§ Required work:
The answer is to be all of the data below, reproduced exactly.

Start of Raw data

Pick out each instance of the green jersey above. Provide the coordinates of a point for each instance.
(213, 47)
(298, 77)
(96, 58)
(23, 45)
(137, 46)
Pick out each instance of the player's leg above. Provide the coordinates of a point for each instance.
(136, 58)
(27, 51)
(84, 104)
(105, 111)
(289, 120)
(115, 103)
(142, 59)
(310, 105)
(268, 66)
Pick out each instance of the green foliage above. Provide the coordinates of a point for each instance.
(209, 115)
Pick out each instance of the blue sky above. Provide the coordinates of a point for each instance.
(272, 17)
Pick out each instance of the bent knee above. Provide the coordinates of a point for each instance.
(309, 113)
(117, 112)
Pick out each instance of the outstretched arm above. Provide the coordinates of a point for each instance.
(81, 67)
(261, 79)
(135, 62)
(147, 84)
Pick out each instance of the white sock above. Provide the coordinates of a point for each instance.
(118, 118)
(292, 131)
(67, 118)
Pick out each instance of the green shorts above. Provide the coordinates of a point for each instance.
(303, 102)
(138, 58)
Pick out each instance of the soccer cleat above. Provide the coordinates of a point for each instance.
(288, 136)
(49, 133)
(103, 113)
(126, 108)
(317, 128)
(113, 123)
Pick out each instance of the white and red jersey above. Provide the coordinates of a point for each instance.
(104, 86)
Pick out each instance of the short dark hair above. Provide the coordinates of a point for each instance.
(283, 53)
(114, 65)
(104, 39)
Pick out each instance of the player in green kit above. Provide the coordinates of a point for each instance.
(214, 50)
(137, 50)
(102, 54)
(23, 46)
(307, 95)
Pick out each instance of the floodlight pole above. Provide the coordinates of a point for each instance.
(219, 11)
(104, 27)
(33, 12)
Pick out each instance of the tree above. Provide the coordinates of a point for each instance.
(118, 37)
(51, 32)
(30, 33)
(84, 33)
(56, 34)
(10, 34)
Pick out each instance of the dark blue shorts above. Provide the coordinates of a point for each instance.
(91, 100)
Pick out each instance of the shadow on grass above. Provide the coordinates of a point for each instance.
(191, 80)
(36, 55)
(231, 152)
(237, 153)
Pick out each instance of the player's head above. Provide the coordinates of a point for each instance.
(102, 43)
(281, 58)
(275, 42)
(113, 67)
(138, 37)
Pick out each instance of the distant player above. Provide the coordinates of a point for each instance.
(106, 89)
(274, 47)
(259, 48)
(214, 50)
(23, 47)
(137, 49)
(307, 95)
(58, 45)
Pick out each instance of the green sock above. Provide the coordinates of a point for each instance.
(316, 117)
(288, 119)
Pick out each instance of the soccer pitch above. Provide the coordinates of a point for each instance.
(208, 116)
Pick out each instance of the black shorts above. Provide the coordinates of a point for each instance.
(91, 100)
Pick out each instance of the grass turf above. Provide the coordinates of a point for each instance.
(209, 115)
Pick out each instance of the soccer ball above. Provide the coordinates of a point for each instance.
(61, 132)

End of Raw data

§ Exercise solution:
Pick out each instance of the green jersey above. Provide the coordinates of a point for each instance.
(213, 47)
(298, 77)
(96, 58)
(23, 45)
(137, 46)
Pick out each instance of the player's leg above. Provide the coordinates of a point for each instance.
(136, 58)
(27, 51)
(84, 104)
(105, 111)
(289, 120)
(115, 103)
(142, 59)
(310, 105)
(268, 66)
Pick out each instance of the green foliage above. Provide the coordinates of a point for each instance.
(209, 115)
Pick out each instance of the blue sky above. Provide the coordinates of a point for each instance.
(272, 17)
Pick out each instance of the bent knee above. Provide the coordinates of a point for each instance.
(309, 113)
(117, 112)
Pick out each instance of the outstretched arm above. Provide the coordinates of a point for each instance.
(81, 67)
(261, 79)
(135, 62)
(147, 84)
Pick out each instance of the white sock above. Provide the coordinates of a point for each instance.
(118, 118)
(292, 131)
(67, 118)
Pick out each instance of the green shorts above. Provide the coordinates of a point for each instance.
(303, 102)
(138, 58)
Pick out each instance of the soccer cleat above. Provide the coordinates of a point for each instance.
(288, 136)
(49, 133)
(103, 113)
(126, 108)
(317, 128)
(113, 123)
Pick out each instance of the white and red jersey above. Provide the coordinates of a point for each instance.
(104, 86)
Pick out each instance of the short dark hair above. Provide the coordinates of a point for each instance.
(283, 53)
(114, 65)
(104, 39)
Pick out each instance of the player in green kit above. Provide the coordinates of a point for each instance.
(214, 50)
(137, 50)
(102, 54)
(23, 46)
(307, 95)
Pick out each instance of the floodlight pole above. Provide the coordinates of a point for each instance.
(219, 11)
(104, 27)
(33, 12)
Pick out each instance of the tree above. Provide the coordinates of a point for each instance.
(118, 37)
(51, 32)
(30, 33)
(84, 33)
(56, 34)
(10, 34)
Pick out each instance of the dark blue shorts above. Provide the coordinates of a point for each instance.
(91, 100)
Pick out each instance of the shadow on grass above. Provide the coordinates of a point for each instance.
(191, 80)
(36, 55)
(231, 152)
(237, 153)
Pick out each instance of the player's head above. Provide the coordinates of a point for each instance.
(102, 43)
(281, 58)
(275, 42)
(113, 67)
(138, 37)
Pick out each instance of the distant player above. Provide the coordinates of a point for each instance.
(106, 89)
(274, 47)
(259, 48)
(214, 50)
(23, 47)
(137, 49)
(307, 95)
(58, 45)
Pick out each instance of the green sock above. Provide the coordinates of a point for each instance.
(316, 117)
(288, 119)
Pick out each instance of the soccer pitch above. Provide the coordinates of a point for each instance.
(208, 116)
Pick out each instance of the black shorts above. Provide the coordinates of a point for each instance.
(91, 100)
Pick out each instance of the grass turf above. Provide the coordinates of a point for each instance.
(209, 115)
Pick out each instance of the soccer ball above. Provide the coordinates of a point for each instance.
(61, 132)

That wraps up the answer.